* **TASK DESCRIPTION**:
Retype the records below word for word, with every line kept the same, and leave the pictures out of your answer.

— start SUPPLIED MATERIAL —

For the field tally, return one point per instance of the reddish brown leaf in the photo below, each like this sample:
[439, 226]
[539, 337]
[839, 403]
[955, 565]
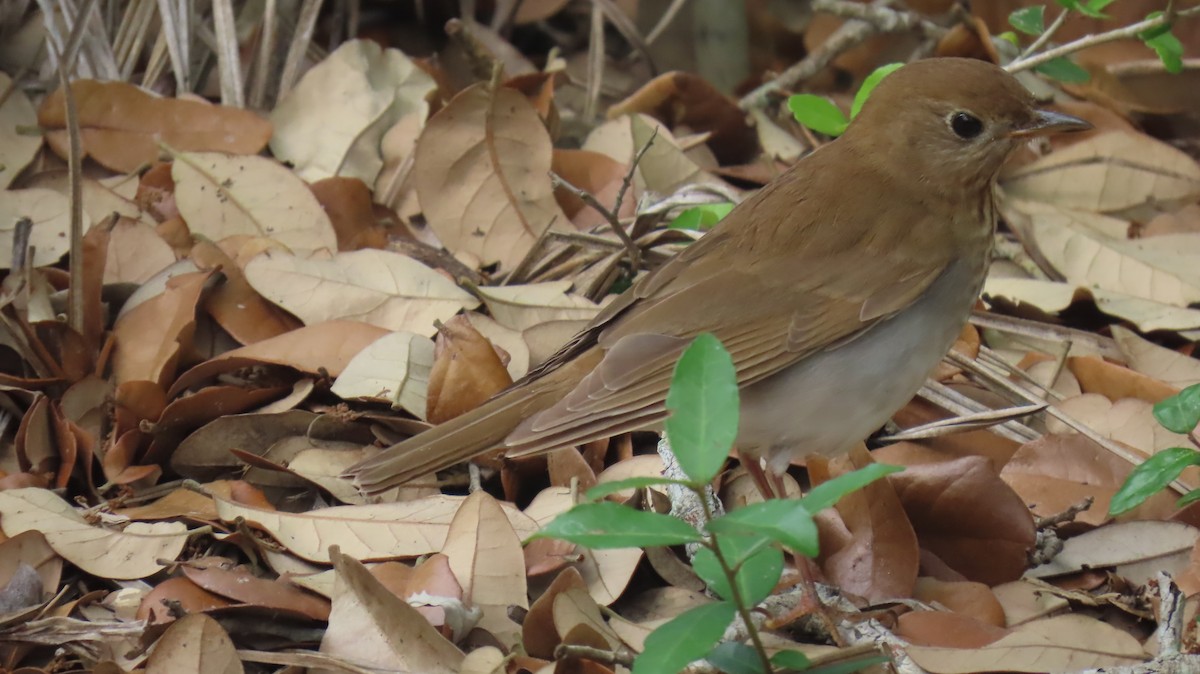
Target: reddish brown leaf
[123, 125]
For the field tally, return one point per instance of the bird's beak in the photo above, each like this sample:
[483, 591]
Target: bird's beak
[1045, 122]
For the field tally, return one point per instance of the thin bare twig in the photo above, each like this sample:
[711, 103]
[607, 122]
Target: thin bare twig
[867, 20]
[1044, 38]
[1123, 32]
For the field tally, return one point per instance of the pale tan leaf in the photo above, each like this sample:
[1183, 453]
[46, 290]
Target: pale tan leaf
[378, 287]
[101, 198]
[1157, 361]
[333, 121]
[371, 627]
[1109, 173]
[1053, 296]
[1078, 246]
[1025, 601]
[505, 338]
[394, 368]
[124, 554]
[483, 175]
[136, 253]
[1125, 543]
[1065, 643]
[520, 307]
[223, 196]
[369, 533]
[17, 149]
[51, 216]
[195, 643]
[1129, 421]
[485, 555]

— end SUPPLIED MATERIAL —

* **COMPLETED EXERCISE**:
For the field tally, return one point per instance of the reddish brown leaf in the photo below, each like this sample:
[439, 226]
[539, 337]
[839, 403]
[955, 565]
Target: reddish brown leaf
[123, 125]
For the field tally, return one point per instance of the bird's beak in the photo above, each like this sample:
[483, 591]
Target: bird's beak
[1045, 122]
For the field tally, return one point per instance of the thin bare twig in the photo above, each like this sample:
[711, 103]
[607, 122]
Target: thin bare twig
[867, 20]
[1044, 38]
[1123, 32]
For the field tally, return one point per instance of the pale tan leaf in the photo above, each like this sample:
[1183, 453]
[46, 290]
Target: pale tan leaf
[378, 287]
[101, 198]
[1157, 361]
[333, 121]
[371, 627]
[1109, 173]
[1053, 296]
[1078, 246]
[1025, 601]
[505, 338]
[394, 368]
[124, 554]
[483, 175]
[136, 253]
[1125, 543]
[1065, 643]
[520, 307]
[223, 196]
[369, 533]
[17, 149]
[51, 216]
[195, 643]
[1129, 421]
[485, 555]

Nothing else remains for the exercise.